• Instructions for the task: Whenever a line in the data contains "concrete", show that line.
- Opening Delimiter -
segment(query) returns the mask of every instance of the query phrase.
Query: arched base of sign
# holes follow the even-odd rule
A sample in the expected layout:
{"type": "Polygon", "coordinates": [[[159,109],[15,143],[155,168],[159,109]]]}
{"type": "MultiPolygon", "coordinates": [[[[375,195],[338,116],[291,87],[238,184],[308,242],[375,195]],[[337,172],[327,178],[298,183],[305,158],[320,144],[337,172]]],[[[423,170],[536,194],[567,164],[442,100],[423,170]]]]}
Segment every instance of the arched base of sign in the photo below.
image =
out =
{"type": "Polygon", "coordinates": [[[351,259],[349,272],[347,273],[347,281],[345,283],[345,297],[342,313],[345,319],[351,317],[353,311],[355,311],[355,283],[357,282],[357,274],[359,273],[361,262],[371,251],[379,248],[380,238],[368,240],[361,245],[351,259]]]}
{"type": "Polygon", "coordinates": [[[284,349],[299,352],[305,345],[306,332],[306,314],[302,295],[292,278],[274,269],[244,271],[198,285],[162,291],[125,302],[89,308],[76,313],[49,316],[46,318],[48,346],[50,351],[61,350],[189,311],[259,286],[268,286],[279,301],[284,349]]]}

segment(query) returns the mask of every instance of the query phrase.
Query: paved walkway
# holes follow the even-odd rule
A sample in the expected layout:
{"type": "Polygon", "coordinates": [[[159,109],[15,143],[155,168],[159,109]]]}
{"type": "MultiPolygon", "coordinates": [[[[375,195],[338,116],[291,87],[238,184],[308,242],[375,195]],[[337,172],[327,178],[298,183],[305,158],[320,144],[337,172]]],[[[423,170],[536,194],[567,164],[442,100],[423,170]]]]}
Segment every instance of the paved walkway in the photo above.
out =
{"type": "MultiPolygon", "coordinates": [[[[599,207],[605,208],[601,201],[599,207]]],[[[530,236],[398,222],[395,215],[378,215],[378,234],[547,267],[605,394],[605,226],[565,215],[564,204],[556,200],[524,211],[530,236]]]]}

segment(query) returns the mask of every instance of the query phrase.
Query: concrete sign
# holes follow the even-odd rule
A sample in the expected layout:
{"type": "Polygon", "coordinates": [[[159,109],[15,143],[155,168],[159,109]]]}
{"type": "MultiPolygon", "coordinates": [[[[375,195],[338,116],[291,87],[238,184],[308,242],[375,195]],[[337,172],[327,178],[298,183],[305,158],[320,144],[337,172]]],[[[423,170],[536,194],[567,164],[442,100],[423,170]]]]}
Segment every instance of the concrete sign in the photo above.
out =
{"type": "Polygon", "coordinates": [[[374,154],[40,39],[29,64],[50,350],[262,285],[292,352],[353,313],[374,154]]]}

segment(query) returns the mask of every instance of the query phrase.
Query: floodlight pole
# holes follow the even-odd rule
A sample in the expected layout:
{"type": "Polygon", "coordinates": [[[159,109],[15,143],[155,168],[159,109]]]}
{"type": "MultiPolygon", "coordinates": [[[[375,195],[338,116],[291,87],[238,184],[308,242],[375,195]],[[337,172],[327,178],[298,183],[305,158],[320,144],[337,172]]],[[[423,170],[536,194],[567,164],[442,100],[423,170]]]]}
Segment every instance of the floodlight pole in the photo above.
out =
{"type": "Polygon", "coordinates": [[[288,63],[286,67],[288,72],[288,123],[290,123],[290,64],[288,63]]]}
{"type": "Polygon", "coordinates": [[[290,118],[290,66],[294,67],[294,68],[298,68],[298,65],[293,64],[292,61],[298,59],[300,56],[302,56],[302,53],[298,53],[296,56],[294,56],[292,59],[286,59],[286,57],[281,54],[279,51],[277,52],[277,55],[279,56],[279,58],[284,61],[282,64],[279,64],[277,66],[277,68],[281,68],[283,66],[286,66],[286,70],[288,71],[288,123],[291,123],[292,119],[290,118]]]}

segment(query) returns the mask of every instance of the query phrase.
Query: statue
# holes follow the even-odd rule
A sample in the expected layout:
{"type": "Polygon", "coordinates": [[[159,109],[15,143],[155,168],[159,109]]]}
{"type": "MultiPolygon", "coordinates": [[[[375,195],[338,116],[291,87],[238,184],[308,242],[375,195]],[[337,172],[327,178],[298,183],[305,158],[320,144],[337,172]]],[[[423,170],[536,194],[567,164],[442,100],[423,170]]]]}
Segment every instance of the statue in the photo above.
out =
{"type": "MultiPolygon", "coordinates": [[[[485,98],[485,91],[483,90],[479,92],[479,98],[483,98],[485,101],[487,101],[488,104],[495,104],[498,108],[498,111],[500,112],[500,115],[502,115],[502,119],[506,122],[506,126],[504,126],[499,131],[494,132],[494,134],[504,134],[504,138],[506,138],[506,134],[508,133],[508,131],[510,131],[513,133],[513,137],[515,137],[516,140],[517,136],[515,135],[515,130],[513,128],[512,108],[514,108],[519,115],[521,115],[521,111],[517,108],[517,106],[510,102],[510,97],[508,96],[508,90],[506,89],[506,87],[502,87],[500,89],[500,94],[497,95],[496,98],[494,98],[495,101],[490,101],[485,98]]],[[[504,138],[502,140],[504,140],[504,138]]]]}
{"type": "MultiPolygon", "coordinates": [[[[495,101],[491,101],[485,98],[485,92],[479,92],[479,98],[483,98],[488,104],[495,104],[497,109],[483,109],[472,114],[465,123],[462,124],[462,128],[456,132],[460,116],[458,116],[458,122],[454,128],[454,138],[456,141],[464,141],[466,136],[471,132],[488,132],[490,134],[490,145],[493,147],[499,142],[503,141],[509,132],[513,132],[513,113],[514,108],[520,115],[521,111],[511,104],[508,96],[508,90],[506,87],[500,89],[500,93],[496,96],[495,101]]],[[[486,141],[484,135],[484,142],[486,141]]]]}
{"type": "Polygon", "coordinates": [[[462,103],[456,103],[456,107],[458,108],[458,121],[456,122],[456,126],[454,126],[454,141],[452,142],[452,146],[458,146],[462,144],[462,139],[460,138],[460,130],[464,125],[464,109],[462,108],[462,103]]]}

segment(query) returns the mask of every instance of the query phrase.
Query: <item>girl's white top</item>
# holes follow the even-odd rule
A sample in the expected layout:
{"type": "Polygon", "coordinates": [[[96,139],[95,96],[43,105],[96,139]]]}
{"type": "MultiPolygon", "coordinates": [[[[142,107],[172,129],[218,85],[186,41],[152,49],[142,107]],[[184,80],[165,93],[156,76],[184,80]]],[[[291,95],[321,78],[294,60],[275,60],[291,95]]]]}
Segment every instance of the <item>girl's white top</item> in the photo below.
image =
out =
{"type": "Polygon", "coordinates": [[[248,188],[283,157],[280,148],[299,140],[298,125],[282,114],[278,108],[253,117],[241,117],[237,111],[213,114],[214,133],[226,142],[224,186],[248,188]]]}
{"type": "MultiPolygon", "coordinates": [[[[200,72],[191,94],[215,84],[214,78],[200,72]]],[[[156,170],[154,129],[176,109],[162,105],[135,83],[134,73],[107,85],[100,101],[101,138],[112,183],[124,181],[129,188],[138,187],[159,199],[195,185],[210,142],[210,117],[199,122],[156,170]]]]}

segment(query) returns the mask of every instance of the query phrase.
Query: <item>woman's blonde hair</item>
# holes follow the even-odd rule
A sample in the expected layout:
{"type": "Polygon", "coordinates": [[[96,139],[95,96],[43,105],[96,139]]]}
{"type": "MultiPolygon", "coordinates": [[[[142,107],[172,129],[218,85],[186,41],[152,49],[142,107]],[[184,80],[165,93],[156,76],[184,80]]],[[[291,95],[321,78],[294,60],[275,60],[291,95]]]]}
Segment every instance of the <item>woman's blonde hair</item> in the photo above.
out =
- Closing Delimiter -
• Solution below:
Query: concrete sign
Segment every instance of the concrete sign in the photo above.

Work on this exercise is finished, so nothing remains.